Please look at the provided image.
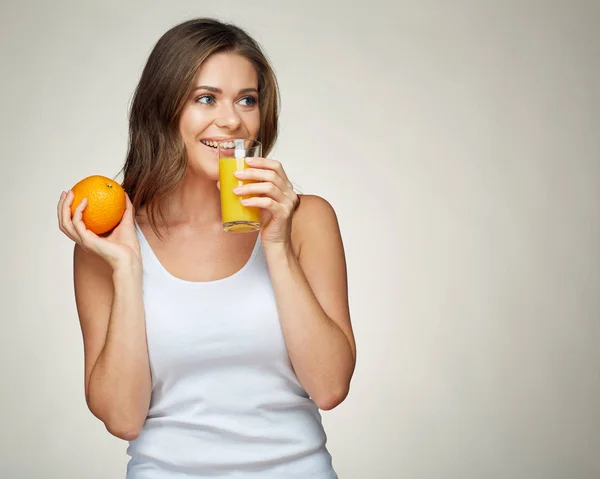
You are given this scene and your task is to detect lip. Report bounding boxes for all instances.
[200,138,248,157]
[199,139,237,157]
[200,137,238,142]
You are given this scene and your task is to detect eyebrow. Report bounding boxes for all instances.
[192,86,258,94]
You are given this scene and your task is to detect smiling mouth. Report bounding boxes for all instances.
[200,139,237,149]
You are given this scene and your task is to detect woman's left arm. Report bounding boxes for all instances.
[234,158,355,410]
[263,195,356,410]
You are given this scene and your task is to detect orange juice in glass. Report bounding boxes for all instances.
[218,139,262,233]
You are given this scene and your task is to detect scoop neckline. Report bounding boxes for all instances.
[134,220,261,286]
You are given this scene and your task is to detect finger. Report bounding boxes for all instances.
[71,198,100,249]
[56,190,67,226]
[234,168,286,189]
[60,190,81,240]
[70,197,88,241]
[233,182,285,202]
[291,192,301,211]
[241,196,294,218]
[243,158,294,191]
[119,193,135,225]
[245,157,290,183]
[123,192,130,208]
[57,190,78,241]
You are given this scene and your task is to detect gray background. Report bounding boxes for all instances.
[1,0,599,478]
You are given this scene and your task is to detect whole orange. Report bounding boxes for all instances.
[70,175,126,234]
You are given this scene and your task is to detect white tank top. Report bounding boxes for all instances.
[126,223,337,478]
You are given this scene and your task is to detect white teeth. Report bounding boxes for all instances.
[201,140,235,148]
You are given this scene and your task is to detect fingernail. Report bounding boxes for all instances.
[233,187,242,194]
[234,170,244,177]
[245,157,255,164]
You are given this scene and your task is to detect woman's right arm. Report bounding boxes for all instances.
[74,245,151,440]
[59,190,151,440]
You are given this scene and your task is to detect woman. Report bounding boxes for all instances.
[57,18,355,478]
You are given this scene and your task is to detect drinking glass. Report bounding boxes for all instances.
[218,139,262,233]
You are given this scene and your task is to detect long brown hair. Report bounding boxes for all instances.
[120,18,280,237]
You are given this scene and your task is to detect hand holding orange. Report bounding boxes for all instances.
[69,175,127,234]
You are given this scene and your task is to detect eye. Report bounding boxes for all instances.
[196,94,215,105]
[239,96,258,107]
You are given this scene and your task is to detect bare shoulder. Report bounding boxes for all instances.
[294,194,338,220]
[291,194,341,255]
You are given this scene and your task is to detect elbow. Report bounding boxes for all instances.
[105,421,142,441]
[101,408,145,441]
[101,409,144,440]
[87,396,144,441]
[315,384,350,411]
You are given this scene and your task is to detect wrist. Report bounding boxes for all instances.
[263,240,296,263]
[111,256,143,280]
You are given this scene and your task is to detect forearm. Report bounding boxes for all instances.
[264,243,355,410]
[87,263,151,438]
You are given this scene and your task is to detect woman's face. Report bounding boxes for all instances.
[179,52,261,180]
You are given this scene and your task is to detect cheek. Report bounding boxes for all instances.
[178,114,194,141]
[246,109,261,136]
[179,107,211,139]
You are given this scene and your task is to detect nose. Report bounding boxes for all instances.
[214,102,242,131]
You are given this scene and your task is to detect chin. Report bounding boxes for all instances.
[186,151,219,179]
[187,163,219,180]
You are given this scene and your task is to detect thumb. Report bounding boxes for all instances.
[120,193,135,225]
[216,180,220,191]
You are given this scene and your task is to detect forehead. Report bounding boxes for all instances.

^^^^^^^^

ASSIGNED TASK » Since the copy must hold no pictures, repeat everything else in the records exactly as written.

RESPONSE TO THE EXERCISE »
Please look at the provided image.
You are given this scene and your task is to detect lip. Report bounding boxes for all instances.
[200,138,248,157]
[199,139,237,157]
[200,137,238,142]
You are given this scene and your task is to detect eyebrow. Report bounding boxes for all instances.
[192,86,258,94]
You are given this scene and your task is to detect smiling mouth. Report bounding boxes for all instances.
[200,139,237,149]
You are given this scene and your task is to detect woman's left arm. Report bounding boxes for all instances.
[234,158,355,410]
[263,195,356,410]
You are given this scene and your task is to detect orange juice in glass. Report bounding boxes for all instances.
[218,139,262,233]
You are given this scene and your task is to detect scoop neckline. Report bounding boxes for all instances.
[134,220,261,286]
You are given this scene and your task is to detect finger. Report bounding boxes for all instances.
[71,198,100,249]
[56,190,67,226]
[234,168,286,189]
[60,190,81,240]
[70,197,88,241]
[233,182,285,202]
[291,192,301,211]
[241,196,294,218]
[243,158,294,191]
[119,193,135,225]
[245,157,290,183]
[123,192,130,208]
[57,190,78,241]
You are given this scene and your task is to detect gray background. Report bounding boxes for all instances.
[1,0,599,478]
You are given this scene and your task is to detect whole orange. Report bounding boxes for all instances.
[70,175,126,234]
You are given this scene and your task is to detect white tank top. Report bounding boxes for all instances.
[126,223,337,478]
You are given this scene and your task is to detect white teeth. Report bounding boxes for all instances.
[201,140,235,148]
You are given this scene and your task is to detect fingernail. Report bounding boxes for all instances.
[233,187,242,194]
[234,170,244,177]
[245,157,255,164]
You are given this scene and your task is to detect woman's right arm. Report bounding boxes for all instances.
[74,245,151,440]
[59,190,151,440]
You are given this scene and your task is to detect woman. Report bounding boxes for all instances.
[57,18,355,478]
You are given this scene and your task is to detect drinking glass. Report bounding boxes for all instances.
[218,139,262,233]
You are given this scene and your task is to detect long brown hair. Report bounding boxes for all instances.
[120,18,280,237]
You are given this scene and your task is to detect hand holding orange. Report bounding boxes for all instances.
[69,175,127,234]
You are given this scene and your task is to detect eye. Report bounding boxes for all instances.
[196,94,215,105]
[239,96,258,107]
You are given this scene and your task is to detect bare shoulder. Report bounding boxes for all instances.
[294,194,338,220]
[291,194,341,255]
You are given this scene and your task is to detect elbow. Report bounding boxes for all instances.
[105,421,142,441]
[101,408,145,441]
[101,409,144,440]
[87,396,144,441]
[315,384,350,411]
You are given this scene and your task is to detect wrist. Report bounding boxes for all instances.
[263,240,296,263]
[111,256,143,280]
You are given this scene and your task is to detect forearm. Report bounding boxes for all instances.
[264,243,355,410]
[87,263,151,438]
You are given this scene and your task is to detect woman's face. Report bounding boxes for all instances.
[179,52,261,180]
You are given this scene and your task is to detect cheek. Report bounding boxes for all instances.
[178,114,194,141]
[246,109,261,136]
[179,107,211,139]
You are given this scene and your task is to detect nose. Report bounding boxes for all instances.
[214,102,242,131]
You are given this scene and your task is to detect chin. Report bounding boxes for all instances.
[186,151,219,179]
[187,163,219,180]
You are given this scene and your task is to detect thumb. Report bounding boxes for all instances.
[120,193,135,225]
[216,180,220,191]
You are given this scene and your task is to detect forehead. Report bounding boxes for all instances.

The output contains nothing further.